__Saved entries__
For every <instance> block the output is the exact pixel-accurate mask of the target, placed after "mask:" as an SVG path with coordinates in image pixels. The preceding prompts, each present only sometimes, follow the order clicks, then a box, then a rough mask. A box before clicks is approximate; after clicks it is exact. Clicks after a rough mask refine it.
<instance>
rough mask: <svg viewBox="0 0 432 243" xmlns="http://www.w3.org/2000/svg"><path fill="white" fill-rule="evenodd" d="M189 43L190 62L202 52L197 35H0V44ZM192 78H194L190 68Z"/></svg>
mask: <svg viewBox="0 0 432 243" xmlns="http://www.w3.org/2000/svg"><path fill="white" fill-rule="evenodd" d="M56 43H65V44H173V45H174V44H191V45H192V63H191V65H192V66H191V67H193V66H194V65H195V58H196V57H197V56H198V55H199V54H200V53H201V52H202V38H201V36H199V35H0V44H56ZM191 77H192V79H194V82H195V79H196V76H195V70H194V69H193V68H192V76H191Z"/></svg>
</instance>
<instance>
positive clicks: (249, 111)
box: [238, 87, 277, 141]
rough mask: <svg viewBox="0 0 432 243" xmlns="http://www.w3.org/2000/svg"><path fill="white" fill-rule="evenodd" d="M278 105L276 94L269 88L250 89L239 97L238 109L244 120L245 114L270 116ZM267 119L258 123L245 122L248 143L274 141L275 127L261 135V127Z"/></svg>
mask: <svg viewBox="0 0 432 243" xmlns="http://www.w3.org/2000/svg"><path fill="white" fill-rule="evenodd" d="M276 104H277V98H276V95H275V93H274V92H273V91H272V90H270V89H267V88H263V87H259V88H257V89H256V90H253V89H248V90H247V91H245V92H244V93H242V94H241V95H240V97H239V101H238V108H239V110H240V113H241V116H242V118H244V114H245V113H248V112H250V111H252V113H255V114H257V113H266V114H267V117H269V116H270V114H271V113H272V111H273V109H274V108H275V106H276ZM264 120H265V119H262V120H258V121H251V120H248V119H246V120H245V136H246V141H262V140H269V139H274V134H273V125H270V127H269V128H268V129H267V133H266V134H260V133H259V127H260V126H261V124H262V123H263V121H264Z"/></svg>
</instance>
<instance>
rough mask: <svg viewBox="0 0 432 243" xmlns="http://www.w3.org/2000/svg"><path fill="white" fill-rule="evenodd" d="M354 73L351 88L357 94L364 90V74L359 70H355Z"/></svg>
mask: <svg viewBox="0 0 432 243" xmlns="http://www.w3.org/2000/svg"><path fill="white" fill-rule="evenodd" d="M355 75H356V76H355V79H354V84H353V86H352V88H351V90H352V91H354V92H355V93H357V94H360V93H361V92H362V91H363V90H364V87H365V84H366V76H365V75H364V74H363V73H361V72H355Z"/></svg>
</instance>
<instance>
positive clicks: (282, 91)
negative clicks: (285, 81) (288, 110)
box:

__Exercise prompt__
Final part of the records: return the line that contains "43L190 62L202 52L197" and every line after it, exactly, with no other lines added.

__Your response__
rough mask: <svg viewBox="0 0 432 243" xmlns="http://www.w3.org/2000/svg"><path fill="white" fill-rule="evenodd" d="M189 43L190 62L202 52L197 35H0V44ZM192 78H194L190 68Z"/></svg>
mask: <svg viewBox="0 0 432 243" xmlns="http://www.w3.org/2000/svg"><path fill="white" fill-rule="evenodd" d="M56 43H65V44H173V45H174V44H191V45H192V63H191V65H192V66H191V67H193V66H194V65H195V58H196V57H197V56H198V55H199V54H200V53H201V52H202V38H201V36H199V35H0V44H56ZM191 77H192V79H194V82H195V79H196V76H195V70H194V69H193V68H192V76H191Z"/></svg>
</instance>
<instance>
positive clicks: (249, 111)
box: [238, 87, 277, 141]
rough mask: <svg viewBox="0 0 432 243" xmlns="http://www.w3.org/2000/svg"><path fill="white" fill-rule="evenodd" d="M278 105L276 94L269 88L250 89L239 97L238 109L244 120L245 114L270 116ZM267 119L258 123L245 122L248 143L274 141L275 127L261 135V127Z"/></svg>
mask: <svg viewBox="0 0 432 243" xmlns="http://www.w3.org/2000/svg"><path fill="white" fill-rule="evenodd" d="M276 104H277V98H276V95H275V93H274V92H273V91H272V90H270V89H267V88H263V87H259V88H257V89H256V90H253V89H248V90H247V91H245V92H244V93H242V94H241V95H240V97H239V101H238V108H239V110H240V113H241V116H242V118H244V114H245V113H248V112H250V111H252V113H255V114H257V113H266V114H267V117H269V116H270V114H271V113H272V111H273V109H274V108H275V106H276ZM264 120H265V119H262V120H258V121H251V120H248V119H246V120H245V136H246V141H262V140H269V139H274V134H273V125H270V127H269V128H268V129H267V133H266V134H260V133H259V127H260V126H261V124H262V123H263V121H264Z"/></svg>
</instance>
<instance>
rough mask: <svg viewBox="0 0 432 243" xmlns="http://www.w3.org/2000/svg"><path fill="white" fill-rule="evenodd" d="M354 73L351 88L357 94L364 90V74L359 70H355Z"/></svg>
mask: <svg viewBox="0 0 432 243" xmlns="http://www.w3.org/2000/svg"><path fill="white" fill-rule="evenodd" d="M355 75H356V76H355V79H354V84H353V86H352V88H351V90H352V91H354V92H355V93H357V94H360V93H361V92H362V91H363V90H364V87H365V84H366V76H365V75H364V74H363V73H361V72H355Z"/></svg>
</instance>
<instance>
positive clicks: (282, 91)
negative clicks: (285, 81) (288, 110)
box:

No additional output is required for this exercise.